* [SHORT PROBLEM 1] According to the sBTC signer vulnerability report, which file contains the get_deposits function?

* [DOCUMENT SEGMENT]
----
#42747 [BC-High] Large BTC transactions with many sbtc deposits can permanently crash/halt all signers

Submitted on Mar 25th 2025 at 16:51:24 UTC by @Blobism for Attackathon | Stacks II

• Report ID: #42747

• Report Type: Blockchain/DLT

• Report severity: High

• Target: https://github.com/stacks-network/sbtc/tree/immunefi_attackaton_1.0

• Impacts:

  • Permanent freezing of funds (fix requires hardfork)

  • Network not being able to confirm new transactions (total network shutdown)

Description

Brief/Intro

An attacker can submit a series of large BTC transactions, each with 1,000+ sbtc deposits, in order to crash/halt all signers. This is due to how signers process and store sbtc deposit requests. Signers will continue to crash on restart without additional effort from the attacker, given that all these pending sbtc deposit requests will remain in the Emily API database.

Vulnerability Details

The sbtc deposit system allows you to submit many sbtc deposits with a single BTC transaction. This is accomplished by putting multiple transaction outputs in a BTC transaction, where each output is a valid sbtc deposit UTxO. An attacker can use this to create a BTC transaction with > 1,000 sbtc deposits. The attacker can create mupltiple of these BTC transactions to increase the impact of the attack, though even one is enough to consume many GB of memory in a signer. Each sbtc deposit can be set just at the BTC dust limit to minimize the cost to the attacker.

After the attacker submits all of these large BTC transactions, they submit all the sbtc deposit requests to the Emily API.

Once these deposit requests are present in the Emily API, the signers will eventually call the following function in signer/src/block_observer.rs:

async fn load_latest_deposit_requests(&self) -> Result<(), Error> {
    let requests = self.context.get_emily_client().get_deposits().await?;
    self.load_requests(&requests).await
}

The first issue is that the get_deposits function in signer/src/emily_client.rs attempts to fetch all of the pending deposits. The function stops fetching pages only after a timeout, at which point it returns the pending deposits it managed to fetch so far. This fetches plenty of pending deposits to make the attack possible.
----
* [Raw records]

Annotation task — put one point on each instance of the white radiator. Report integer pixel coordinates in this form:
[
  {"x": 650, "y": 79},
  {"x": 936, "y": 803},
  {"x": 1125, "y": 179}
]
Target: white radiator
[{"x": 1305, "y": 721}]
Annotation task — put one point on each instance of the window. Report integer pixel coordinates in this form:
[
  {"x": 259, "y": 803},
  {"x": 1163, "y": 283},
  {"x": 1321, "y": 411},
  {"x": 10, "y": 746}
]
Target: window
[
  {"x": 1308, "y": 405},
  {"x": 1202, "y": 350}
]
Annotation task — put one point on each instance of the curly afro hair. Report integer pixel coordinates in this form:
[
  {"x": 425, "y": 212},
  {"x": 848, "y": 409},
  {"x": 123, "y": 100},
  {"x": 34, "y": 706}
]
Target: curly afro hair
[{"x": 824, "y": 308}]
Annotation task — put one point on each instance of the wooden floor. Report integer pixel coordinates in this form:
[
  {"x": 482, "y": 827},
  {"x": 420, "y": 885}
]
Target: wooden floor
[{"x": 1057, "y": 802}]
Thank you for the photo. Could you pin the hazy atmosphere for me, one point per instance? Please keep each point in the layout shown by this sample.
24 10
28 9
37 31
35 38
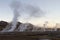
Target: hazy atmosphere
50 11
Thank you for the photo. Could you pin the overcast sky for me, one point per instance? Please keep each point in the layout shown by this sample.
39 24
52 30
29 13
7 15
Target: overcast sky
50 7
----
* [SHORT PROBLEM 2] How many lines of the records contain the string "white"? Matching is case-sensitive. Reply with the number only.

* [TASK SOLUTION 1] signer/src/emily_client.rs

* [TASK SOLUTION 2] 2